Supplied passage
#####

A comparison of the two treatments — published in the journal General Thoracic and Cardiovascular Surgery under the title, “A prospective, randomized study of inhaled prostacyclin versus nitric oxide in patients with residual pulmonary hypertension after pulmonary endarterectomy,” — suggests that also Ventavis can be offered following surgery to CTEPH patients.

Although pulmonary endarterectomy, the surgical removal of blood clots from the lungs, is a highly effective treatment for CTEPH, the procedure is not free from risk.  A small number of patients, about 10 percent, continue to show high lung blood pressure post-surgery, putting them at greater risk of death.

In treating the remaining pulmonary hypertension, physicians use drugs that dilate blood vessels to reduce the pressure. Optimally, the effect of such drugs need to be restricted to the lungs, or dangerously low blood pressure systemwide can develop.

Inhaled  nitric oxide is a preferred treatment for pulmonary hypertension and right ventricular dysfunction in patients who undergo cardiac surgery, but studies do not agree on its benefits for CTEPH patients following  surgery. A study of Ventavis, however, showed that its use lowered lung artery pressure and resistance, as well as improved heart function in these patients.

#####

Information supplied
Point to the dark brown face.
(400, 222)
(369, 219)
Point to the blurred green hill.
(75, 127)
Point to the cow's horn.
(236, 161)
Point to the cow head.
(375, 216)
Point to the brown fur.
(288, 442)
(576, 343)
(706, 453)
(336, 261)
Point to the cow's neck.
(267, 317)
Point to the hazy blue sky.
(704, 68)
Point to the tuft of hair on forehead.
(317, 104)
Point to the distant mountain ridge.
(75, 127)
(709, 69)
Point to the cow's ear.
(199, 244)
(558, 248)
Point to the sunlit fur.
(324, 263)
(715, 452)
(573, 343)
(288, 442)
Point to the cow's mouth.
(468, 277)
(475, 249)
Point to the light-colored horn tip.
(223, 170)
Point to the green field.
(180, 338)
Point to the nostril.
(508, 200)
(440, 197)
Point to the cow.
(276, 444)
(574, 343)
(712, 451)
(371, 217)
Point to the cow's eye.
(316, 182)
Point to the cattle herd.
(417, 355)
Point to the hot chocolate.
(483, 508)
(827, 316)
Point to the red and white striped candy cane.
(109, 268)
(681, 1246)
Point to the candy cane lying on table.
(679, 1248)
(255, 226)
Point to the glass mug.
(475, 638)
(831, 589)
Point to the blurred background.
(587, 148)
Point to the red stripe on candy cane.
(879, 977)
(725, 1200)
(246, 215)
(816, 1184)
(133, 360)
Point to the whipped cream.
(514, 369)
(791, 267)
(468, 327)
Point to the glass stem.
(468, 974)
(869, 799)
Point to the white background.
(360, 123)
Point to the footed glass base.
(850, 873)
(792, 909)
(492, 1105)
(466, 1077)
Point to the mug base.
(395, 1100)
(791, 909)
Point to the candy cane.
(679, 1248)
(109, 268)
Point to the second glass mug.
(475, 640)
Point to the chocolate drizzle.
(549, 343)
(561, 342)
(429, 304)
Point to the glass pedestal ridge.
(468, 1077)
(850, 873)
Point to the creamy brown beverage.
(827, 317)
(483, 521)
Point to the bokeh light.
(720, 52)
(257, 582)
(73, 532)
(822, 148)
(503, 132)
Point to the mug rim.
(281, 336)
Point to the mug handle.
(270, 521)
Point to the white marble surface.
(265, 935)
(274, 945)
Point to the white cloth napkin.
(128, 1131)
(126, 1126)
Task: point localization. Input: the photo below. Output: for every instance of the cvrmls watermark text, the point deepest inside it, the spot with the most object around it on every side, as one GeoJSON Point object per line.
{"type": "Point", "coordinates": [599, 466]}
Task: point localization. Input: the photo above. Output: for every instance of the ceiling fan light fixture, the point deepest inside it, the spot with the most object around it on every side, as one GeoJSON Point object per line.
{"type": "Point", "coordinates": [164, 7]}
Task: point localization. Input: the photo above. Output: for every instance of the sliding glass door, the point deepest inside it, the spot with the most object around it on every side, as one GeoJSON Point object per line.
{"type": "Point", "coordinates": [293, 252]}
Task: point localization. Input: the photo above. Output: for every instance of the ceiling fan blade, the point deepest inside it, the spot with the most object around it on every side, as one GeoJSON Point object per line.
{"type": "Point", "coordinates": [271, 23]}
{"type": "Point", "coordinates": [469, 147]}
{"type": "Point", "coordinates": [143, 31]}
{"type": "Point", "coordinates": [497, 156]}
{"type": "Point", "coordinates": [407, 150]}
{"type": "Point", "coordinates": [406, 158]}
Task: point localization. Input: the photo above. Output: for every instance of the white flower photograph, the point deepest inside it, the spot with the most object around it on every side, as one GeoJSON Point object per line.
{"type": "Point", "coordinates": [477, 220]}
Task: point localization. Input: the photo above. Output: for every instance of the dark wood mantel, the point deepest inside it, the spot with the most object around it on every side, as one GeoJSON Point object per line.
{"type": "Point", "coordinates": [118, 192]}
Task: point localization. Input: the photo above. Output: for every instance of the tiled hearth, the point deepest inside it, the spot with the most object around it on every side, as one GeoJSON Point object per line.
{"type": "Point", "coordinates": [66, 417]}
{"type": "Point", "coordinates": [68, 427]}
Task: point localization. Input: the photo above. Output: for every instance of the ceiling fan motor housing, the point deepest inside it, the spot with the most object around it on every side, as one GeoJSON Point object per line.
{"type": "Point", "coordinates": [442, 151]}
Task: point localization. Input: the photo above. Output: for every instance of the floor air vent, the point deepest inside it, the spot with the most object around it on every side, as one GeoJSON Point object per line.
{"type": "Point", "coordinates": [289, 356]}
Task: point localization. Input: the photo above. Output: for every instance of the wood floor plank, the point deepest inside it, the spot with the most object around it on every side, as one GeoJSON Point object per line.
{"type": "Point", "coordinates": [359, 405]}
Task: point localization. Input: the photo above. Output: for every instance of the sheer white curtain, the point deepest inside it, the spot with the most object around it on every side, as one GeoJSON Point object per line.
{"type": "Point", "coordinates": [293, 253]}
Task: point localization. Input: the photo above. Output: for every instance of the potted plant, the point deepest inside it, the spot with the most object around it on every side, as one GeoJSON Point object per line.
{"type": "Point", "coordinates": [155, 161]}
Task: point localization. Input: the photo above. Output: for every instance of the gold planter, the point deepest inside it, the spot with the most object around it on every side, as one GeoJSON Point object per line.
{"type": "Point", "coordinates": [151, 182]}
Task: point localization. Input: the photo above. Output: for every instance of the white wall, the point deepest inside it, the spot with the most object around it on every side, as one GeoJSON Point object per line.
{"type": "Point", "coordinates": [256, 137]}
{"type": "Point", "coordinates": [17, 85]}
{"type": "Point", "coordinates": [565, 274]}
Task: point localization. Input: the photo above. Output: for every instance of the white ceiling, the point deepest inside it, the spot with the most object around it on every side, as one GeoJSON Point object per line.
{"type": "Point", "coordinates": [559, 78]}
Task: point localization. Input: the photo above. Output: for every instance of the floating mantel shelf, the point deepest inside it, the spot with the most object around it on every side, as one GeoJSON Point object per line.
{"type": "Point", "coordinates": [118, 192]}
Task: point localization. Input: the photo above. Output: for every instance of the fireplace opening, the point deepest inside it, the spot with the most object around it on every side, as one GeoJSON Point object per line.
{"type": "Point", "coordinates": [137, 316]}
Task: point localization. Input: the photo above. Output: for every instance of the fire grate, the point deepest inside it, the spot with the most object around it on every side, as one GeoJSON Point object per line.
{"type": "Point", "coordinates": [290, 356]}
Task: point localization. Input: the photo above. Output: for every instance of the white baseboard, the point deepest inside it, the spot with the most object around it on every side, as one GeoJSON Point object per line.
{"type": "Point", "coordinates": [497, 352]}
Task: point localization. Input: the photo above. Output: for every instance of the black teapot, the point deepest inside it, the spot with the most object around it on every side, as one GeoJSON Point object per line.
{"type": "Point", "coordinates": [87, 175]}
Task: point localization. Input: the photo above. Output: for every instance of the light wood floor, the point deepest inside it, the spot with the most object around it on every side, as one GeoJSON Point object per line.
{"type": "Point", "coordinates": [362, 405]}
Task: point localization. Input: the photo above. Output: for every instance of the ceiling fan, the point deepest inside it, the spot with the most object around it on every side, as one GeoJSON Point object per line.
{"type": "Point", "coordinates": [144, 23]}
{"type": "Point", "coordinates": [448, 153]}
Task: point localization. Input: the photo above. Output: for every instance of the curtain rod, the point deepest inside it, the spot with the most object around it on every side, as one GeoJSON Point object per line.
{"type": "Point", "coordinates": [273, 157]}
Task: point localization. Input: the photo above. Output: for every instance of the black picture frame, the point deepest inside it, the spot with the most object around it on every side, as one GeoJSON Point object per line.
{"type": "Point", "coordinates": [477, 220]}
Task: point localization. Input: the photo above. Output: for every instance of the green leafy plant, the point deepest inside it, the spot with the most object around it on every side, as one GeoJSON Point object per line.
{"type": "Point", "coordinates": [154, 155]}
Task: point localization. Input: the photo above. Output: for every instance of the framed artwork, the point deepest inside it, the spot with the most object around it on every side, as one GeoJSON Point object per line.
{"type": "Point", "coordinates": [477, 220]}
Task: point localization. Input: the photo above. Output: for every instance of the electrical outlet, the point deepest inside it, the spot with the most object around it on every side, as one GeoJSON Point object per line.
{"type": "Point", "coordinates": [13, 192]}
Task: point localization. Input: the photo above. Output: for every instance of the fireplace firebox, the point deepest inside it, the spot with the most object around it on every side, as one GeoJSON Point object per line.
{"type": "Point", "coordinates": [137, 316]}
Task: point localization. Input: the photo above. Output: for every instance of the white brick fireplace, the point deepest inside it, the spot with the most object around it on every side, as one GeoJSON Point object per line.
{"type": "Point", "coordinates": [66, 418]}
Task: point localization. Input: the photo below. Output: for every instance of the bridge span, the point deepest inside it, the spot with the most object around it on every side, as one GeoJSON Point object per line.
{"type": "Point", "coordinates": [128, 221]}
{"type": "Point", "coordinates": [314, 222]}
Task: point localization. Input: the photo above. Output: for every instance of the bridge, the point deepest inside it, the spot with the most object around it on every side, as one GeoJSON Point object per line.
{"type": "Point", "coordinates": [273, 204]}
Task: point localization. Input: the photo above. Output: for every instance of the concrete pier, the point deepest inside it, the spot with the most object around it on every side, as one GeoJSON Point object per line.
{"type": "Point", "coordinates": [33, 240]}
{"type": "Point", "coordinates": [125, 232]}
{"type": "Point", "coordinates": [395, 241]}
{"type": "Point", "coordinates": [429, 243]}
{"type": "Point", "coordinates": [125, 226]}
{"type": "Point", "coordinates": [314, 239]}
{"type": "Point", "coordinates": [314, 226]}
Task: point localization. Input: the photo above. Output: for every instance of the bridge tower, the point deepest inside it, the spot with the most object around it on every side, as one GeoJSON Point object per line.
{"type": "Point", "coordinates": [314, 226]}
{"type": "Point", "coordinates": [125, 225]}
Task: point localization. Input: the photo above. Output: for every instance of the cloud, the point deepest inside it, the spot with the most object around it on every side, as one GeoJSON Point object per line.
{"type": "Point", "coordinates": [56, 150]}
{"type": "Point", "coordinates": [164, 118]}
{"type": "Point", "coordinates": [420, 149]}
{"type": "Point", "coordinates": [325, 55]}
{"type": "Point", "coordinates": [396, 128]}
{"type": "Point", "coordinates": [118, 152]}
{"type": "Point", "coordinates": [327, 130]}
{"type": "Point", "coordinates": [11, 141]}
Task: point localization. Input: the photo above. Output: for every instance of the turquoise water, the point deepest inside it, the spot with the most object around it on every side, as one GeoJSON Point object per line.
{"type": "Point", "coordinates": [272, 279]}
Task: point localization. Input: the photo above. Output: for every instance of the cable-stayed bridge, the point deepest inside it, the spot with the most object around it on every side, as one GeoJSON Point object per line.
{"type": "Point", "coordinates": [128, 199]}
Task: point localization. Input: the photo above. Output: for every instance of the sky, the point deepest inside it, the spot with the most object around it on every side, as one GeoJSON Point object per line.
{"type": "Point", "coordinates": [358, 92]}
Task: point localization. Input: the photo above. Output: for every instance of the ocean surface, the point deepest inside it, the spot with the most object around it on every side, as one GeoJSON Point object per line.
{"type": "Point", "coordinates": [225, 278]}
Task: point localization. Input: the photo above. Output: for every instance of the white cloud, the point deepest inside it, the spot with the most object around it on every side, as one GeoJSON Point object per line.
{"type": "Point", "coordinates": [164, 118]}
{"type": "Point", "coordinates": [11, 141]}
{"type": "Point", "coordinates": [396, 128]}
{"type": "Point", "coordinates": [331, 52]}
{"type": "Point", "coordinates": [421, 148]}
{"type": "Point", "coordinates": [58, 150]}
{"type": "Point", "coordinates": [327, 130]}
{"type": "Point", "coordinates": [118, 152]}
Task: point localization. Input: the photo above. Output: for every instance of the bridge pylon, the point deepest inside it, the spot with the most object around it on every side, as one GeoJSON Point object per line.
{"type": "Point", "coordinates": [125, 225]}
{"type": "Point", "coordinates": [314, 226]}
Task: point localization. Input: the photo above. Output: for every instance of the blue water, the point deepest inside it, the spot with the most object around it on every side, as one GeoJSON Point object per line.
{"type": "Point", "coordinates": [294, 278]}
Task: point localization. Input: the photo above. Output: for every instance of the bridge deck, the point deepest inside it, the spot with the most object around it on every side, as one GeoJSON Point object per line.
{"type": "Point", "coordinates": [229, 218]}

#####

Using the information
1. According to the passage on treating CTEPH after surgery, about what share of patients still show high lung blood pressure after pulmonary endarterectomy?
2. Pick up the passage on treating CTEPH after surgery and continue it from its last sentence.

Answers to this exercise
1. About 10 percent.

2.
To get a clearer picture of potential benefits, researchers at Chiba University in Japan recruited 13 CTEPH patients, who were randomized to receive either nitric oxide or Ventavis after surgery.

Respective inhalation treatment was initiated when physicians noted that the pulmonary pressure remained high, and continued until patients were able to breathe without aid. Researchers measured the effects of the treatment before inhalation, and again after 30 minutes, three hours, six hours, and the next morning.

Results showed that in both groups of patients, the treatment lowered the mean pulmonary artery pressure and pulmonary vascular resistance over time, with the best results noted at the final measurement. No adverse effects were observed on the systemic hemodynamics of the patients. All patients survived the surgery.

The team concluded that inhaled Ventavis can be considered an alternative treatment option for residual pulmonary hypertension.